● Records for this task
::::::
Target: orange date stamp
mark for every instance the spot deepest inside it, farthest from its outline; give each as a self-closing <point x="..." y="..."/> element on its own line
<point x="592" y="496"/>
::::::
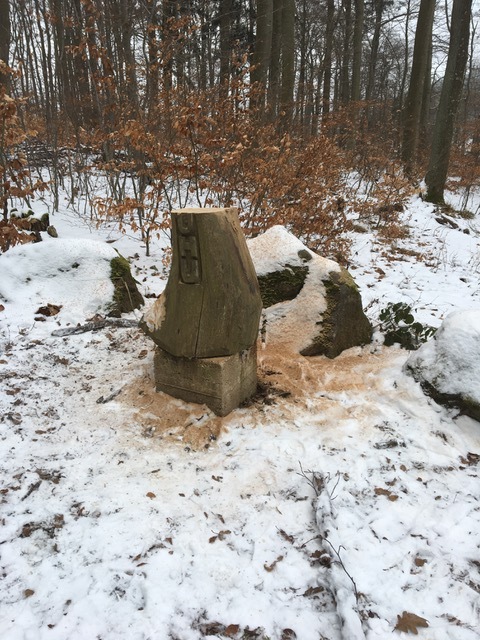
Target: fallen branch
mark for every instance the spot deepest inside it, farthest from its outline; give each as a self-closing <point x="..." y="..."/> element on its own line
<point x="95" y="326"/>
::::::
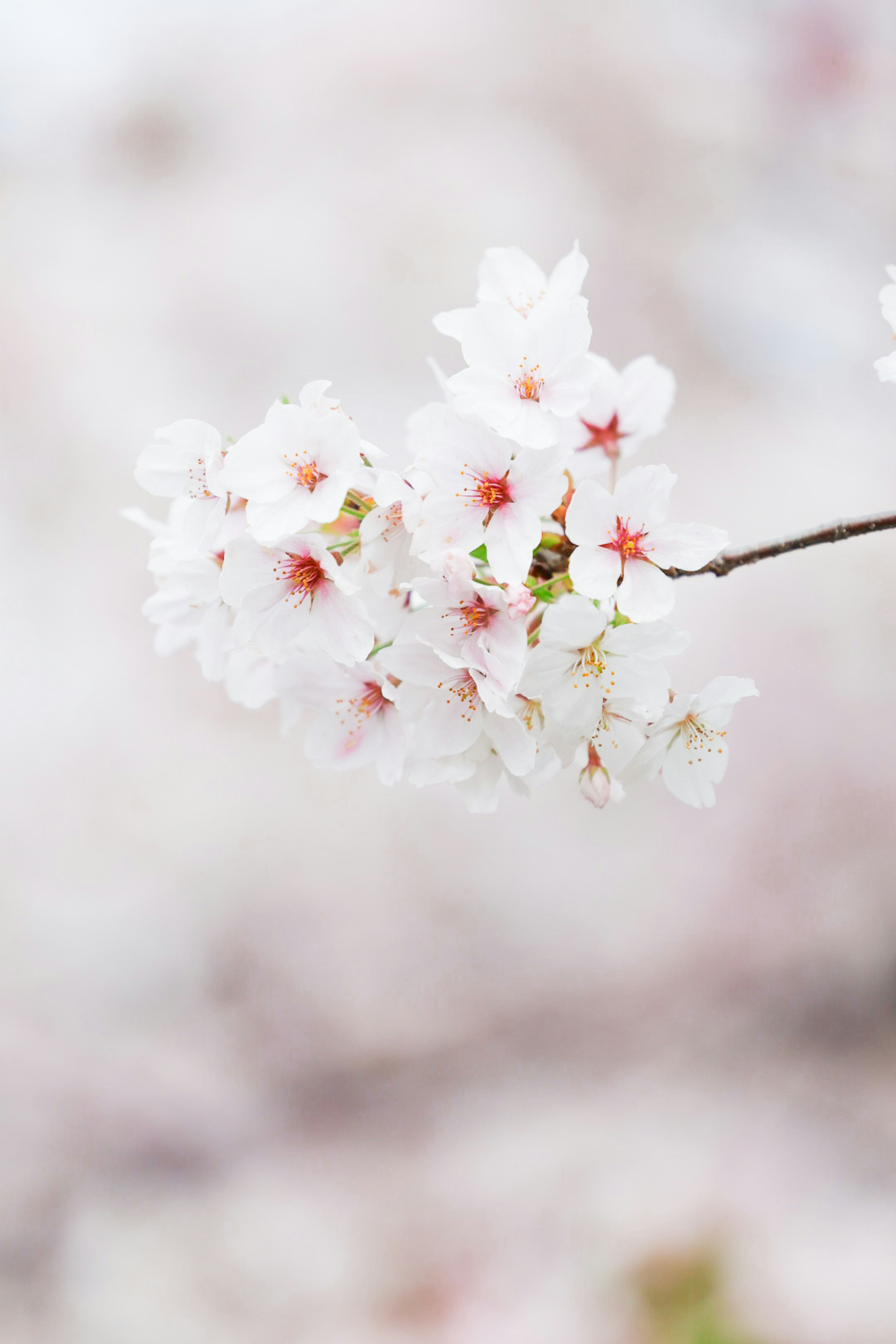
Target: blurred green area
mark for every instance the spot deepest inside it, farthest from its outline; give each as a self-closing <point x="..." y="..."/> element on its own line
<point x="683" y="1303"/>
::::::
Looking at the entries above, count each line in which the word "Target" occurs, then give the total and nothing further.

● Task output
3